Region pointing data
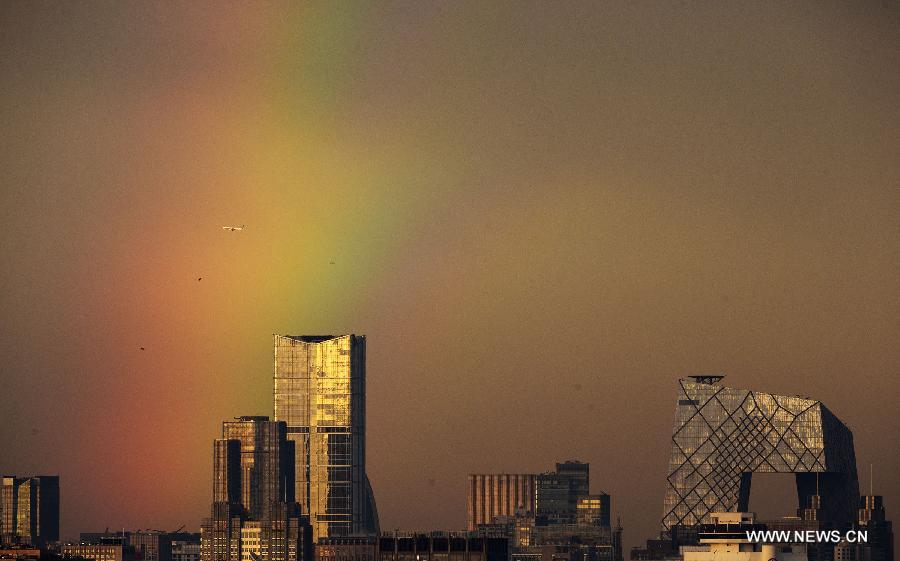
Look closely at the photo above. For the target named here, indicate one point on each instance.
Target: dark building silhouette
(441, 546)
(724, 435)
(320, 392)
(873, 519)
(254, 514)
(557, 492)
(29, 510)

### PROBLEM DESCRIPTION
Output the records above exactly as written, but leave out the pictures.

### RESULT OF THIS EXERCISE
Look closely at the photo above. For the target named here, indicate one point on each instance.
Target: dark building silhouette
(441, 546)
(724, 435)
(320, 392)
(873, 519)
(254, 514)
(557, 492)
(29, 510)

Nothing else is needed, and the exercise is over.